Demystifying the second law of thermodynamics

Thermodynamics is really weird. Most people have probably encountered a bad explanation of the basics at some point in school, but probably don’t remember more than

Energy conservation is not very mysterious. Apart from some weirdness around defining energy in general, it’s just a thing you can prove from whatever laws of motion you’re using.

But entropy is very weird. You’ve heard that it measures “disorder” in some vague sense. Maybe you’ve heard that it’s connected to the Shannon entropy of a probability distribution \(H(p) = \sum_x - p(x)\ln p(x)\). Probably the weirdest thing about it is the law it obeys: It’s not conserved, but rather it increases with time. This is more or less the only law like that in physics.

It gets even weirder when you consider that at least classical Newtonian physics is time-symmetric. Roughly speaking, this means if you have a movie of things interacting under the laws of Newton, and you play it backwards, they’re still obeying the laws of Newton. An orbiting moon just looks like it’s orbiting in the other direction, which is perfectly consistent. A stone which is falling towards earth and accelerating looks like it’s flying away from earth and decelerating - exactly as gravity is supposed to do.

But if there’s some “entropy” quality out there that only increases, then that’s obviously impossible! When you played the movie backwards, you’d be able to tell that entropy was decreasing, and if entropy always increases, some law is being violated. So what, is entropy some artefact of quantum mechanics? No, as it turns out. Entropy is an artefact of the fact that you can’t measure all the particles in the universe at once. And the fact that it seems to always increase is a consequence of the fact that matter is stable at large scales.

Source records:

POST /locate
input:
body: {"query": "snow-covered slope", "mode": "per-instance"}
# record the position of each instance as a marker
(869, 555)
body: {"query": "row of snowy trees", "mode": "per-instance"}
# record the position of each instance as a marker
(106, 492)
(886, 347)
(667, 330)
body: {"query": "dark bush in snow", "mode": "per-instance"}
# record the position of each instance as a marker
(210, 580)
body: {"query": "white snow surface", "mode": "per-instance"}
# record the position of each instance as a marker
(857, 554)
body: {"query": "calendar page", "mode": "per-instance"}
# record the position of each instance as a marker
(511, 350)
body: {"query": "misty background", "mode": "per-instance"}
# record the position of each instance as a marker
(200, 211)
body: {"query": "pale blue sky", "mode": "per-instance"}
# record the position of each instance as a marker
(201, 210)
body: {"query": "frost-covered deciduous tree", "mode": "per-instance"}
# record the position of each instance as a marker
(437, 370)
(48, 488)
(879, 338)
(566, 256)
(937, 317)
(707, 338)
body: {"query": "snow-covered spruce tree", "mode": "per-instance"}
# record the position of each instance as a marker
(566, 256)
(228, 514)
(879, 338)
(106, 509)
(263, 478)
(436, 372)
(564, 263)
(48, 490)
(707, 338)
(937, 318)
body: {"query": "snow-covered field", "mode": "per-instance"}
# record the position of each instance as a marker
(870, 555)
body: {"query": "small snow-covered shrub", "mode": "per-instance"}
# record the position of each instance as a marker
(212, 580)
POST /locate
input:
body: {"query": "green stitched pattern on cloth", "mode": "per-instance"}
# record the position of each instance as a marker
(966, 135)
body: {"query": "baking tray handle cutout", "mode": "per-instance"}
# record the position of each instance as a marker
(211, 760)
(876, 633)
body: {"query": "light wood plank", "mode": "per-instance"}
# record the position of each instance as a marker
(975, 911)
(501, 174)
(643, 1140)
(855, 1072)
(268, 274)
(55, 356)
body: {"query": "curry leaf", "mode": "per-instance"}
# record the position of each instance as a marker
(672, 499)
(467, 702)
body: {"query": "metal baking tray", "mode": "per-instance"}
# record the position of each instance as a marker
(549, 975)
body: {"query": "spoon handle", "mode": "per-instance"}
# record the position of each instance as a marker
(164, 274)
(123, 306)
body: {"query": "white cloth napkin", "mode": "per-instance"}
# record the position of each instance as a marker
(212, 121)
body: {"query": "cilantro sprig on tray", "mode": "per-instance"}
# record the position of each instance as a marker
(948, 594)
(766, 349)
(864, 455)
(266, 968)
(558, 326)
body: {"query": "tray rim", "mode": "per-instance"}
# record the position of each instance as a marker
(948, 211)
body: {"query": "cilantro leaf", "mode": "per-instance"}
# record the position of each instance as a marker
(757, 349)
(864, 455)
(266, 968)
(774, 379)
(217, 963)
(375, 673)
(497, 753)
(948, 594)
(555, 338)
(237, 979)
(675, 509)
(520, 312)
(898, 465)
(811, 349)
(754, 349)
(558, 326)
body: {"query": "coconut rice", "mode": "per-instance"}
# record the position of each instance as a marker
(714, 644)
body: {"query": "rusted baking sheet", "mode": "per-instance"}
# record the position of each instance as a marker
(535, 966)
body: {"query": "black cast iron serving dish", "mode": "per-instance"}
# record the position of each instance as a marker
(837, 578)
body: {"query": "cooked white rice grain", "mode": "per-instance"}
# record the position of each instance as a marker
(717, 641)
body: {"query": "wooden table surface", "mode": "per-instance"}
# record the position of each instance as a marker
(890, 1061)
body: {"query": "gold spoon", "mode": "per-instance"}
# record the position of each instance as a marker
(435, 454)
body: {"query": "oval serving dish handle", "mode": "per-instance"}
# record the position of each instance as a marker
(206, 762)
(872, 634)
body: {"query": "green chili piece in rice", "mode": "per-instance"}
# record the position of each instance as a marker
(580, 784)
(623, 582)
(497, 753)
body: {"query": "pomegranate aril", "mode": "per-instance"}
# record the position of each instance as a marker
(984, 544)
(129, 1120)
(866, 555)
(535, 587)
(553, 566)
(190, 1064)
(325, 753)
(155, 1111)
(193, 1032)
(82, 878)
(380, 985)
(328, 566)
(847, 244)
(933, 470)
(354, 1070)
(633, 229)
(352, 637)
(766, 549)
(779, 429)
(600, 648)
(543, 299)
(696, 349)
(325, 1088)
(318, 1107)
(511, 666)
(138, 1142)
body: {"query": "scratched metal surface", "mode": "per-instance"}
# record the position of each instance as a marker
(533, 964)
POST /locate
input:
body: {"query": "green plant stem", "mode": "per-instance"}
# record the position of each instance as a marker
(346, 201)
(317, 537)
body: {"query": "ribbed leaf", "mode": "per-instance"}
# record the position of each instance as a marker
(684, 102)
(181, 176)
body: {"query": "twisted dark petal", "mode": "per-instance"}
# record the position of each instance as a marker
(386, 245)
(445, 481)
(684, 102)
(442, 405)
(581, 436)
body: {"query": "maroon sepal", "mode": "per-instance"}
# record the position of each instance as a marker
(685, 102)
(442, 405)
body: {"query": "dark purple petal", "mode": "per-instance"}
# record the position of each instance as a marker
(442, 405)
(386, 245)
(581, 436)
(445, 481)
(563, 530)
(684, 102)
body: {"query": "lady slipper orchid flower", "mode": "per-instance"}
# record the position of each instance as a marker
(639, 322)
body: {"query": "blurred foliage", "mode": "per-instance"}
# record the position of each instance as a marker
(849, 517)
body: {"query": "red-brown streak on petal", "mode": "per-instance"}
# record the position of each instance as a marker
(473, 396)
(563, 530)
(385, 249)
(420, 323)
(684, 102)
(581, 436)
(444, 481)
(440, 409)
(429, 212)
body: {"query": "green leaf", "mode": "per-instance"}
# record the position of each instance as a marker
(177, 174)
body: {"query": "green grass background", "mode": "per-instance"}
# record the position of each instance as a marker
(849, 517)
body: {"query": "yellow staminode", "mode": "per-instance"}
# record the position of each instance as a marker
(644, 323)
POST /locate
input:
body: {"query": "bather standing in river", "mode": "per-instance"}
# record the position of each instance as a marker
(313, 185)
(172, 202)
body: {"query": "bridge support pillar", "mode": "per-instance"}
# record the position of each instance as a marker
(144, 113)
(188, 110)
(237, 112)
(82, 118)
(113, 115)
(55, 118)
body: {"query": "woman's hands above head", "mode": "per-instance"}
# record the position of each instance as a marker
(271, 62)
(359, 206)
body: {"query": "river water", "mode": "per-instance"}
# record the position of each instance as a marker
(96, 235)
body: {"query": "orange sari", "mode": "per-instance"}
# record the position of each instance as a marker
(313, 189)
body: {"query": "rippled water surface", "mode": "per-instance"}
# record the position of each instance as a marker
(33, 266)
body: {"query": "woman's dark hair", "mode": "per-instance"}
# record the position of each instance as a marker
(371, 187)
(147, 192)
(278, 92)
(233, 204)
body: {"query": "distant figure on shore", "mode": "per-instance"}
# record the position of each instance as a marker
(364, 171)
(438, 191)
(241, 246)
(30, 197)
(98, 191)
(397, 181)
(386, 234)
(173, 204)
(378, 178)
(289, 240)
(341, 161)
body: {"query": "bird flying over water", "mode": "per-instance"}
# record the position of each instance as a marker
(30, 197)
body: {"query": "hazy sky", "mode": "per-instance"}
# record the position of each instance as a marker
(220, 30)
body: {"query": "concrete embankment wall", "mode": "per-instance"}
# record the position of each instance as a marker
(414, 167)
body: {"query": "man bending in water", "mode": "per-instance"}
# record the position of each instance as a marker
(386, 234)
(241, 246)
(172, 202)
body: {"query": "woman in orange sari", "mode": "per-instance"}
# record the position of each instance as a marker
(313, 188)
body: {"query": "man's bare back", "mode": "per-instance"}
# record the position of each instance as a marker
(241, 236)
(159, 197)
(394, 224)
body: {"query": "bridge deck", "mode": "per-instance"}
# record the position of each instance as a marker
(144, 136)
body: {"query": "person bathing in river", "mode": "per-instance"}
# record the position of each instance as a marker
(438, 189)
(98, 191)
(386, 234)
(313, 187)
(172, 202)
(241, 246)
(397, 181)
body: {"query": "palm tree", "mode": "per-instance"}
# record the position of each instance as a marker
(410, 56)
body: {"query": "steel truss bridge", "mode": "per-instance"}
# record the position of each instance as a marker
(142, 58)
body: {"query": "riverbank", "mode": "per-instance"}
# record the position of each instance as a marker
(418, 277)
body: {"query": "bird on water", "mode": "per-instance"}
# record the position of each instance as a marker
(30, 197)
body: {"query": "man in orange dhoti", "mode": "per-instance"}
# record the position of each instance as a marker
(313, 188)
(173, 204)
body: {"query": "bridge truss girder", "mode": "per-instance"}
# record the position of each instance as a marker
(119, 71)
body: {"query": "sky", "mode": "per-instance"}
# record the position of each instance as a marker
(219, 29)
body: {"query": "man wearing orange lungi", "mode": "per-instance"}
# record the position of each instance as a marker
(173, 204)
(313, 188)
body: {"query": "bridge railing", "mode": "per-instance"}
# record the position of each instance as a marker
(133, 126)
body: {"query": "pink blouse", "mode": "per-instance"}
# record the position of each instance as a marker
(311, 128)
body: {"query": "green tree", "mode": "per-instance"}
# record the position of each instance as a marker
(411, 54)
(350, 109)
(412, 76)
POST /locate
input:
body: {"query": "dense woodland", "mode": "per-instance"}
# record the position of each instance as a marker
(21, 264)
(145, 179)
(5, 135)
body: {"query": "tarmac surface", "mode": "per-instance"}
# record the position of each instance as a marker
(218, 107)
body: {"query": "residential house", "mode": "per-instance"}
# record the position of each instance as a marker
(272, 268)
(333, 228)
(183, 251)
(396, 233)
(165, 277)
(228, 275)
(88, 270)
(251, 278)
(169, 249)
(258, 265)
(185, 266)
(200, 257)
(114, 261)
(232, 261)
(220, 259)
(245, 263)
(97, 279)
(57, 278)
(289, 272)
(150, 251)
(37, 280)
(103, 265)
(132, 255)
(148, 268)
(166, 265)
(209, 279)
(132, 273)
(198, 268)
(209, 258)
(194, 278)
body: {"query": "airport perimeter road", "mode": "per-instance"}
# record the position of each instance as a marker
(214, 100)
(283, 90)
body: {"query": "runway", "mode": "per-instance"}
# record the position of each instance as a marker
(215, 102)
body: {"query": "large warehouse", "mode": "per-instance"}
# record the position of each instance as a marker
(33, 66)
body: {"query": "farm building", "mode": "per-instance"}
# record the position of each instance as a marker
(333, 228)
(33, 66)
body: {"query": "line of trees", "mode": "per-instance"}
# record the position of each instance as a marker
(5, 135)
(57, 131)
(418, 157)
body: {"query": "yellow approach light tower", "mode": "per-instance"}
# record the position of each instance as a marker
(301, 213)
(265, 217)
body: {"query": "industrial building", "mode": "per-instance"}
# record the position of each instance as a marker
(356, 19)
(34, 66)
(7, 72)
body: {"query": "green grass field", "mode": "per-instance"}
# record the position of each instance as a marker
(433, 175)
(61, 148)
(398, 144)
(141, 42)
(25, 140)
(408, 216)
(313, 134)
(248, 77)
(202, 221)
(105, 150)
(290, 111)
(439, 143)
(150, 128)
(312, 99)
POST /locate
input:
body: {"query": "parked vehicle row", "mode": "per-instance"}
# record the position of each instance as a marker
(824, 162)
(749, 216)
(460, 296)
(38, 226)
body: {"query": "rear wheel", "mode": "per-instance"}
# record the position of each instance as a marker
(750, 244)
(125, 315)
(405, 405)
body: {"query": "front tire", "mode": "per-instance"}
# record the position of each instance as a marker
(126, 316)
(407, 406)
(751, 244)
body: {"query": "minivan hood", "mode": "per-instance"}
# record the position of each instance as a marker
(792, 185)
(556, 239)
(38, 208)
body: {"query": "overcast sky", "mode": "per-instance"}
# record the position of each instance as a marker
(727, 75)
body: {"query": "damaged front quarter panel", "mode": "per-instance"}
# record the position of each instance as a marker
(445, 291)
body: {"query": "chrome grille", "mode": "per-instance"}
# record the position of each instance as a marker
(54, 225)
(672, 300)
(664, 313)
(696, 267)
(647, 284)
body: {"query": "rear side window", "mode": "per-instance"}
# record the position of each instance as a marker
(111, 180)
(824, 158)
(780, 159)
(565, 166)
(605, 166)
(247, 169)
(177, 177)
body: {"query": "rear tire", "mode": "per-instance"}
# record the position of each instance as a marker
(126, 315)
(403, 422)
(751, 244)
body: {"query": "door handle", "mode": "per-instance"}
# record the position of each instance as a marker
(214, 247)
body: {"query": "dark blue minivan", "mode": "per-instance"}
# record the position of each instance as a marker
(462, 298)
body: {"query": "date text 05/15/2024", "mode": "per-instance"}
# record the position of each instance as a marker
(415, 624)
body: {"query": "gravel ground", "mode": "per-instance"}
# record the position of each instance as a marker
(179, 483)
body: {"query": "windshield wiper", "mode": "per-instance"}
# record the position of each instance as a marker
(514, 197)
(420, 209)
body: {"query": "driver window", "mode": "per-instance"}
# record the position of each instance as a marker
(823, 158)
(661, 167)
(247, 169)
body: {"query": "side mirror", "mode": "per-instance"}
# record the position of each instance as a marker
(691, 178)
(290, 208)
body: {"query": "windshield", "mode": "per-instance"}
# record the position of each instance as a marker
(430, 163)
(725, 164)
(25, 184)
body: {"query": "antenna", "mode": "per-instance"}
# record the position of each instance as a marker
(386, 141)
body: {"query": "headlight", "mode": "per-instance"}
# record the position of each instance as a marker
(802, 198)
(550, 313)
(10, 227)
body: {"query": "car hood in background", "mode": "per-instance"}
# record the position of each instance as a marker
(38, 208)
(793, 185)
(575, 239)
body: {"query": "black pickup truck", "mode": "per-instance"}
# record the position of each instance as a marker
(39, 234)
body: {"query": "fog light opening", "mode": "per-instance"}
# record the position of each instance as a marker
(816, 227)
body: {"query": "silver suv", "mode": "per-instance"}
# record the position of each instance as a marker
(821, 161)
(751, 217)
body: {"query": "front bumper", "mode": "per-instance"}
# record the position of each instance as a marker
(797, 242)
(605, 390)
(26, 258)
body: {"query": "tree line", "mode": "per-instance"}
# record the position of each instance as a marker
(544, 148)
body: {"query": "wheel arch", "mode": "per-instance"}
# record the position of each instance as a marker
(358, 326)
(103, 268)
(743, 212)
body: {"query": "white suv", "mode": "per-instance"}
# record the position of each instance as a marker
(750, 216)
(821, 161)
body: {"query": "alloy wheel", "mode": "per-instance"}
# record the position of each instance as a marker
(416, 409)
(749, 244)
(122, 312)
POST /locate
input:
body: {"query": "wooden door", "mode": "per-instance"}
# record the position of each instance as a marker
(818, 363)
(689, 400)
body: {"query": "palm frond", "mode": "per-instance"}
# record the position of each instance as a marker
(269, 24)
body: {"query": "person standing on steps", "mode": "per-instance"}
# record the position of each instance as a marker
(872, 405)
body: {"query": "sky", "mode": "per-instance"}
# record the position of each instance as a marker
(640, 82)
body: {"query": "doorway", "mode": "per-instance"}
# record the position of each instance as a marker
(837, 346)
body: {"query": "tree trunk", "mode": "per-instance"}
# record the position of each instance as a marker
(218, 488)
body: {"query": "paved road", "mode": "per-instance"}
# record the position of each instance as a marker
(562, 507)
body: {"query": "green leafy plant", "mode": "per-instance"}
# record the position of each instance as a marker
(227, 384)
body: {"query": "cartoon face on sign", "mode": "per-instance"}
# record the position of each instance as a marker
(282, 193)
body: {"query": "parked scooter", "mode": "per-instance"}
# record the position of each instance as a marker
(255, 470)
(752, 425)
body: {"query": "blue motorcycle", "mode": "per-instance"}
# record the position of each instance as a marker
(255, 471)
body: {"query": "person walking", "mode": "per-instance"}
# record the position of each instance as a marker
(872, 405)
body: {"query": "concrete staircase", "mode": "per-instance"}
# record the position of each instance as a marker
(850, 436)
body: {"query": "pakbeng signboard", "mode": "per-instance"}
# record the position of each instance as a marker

To do:
1. In the text on the second law of thermodynamics, reproduce the part that opens with the words containing "Thermodynamics is really" and closes with "that in physics.", substituting "Conservation of energy" for "Energy conservation".
2. According to the text on the second law of thermodynamics, what is entropy an artefact of?

Solved tasks:
1.
Thermodynamics is really weird. Most people have probably encountered a bad explanation of the basics at some point in school, but probably don’t remember more than

Conservation of energy is not very mysterious. Apart from some weirdness around defining energy in general, it’s just a thing you can prove from whatever laws of motion you’re using.

But entropy is very weird. You’ve heard that it measures “disorder” in some vague sense. Maybe you’ve heard that it’s connected to the Shannon entropy of a probability distribution \(H(p) = \sum_x - p(x)\ln p(x)\). Probably the weirdest thing about it is the law it obeys: It’s not conserved, but rather it increases with time. This is more or less the only law like that in physics.

2. The fact that you can't measure all the particles in the universe at once.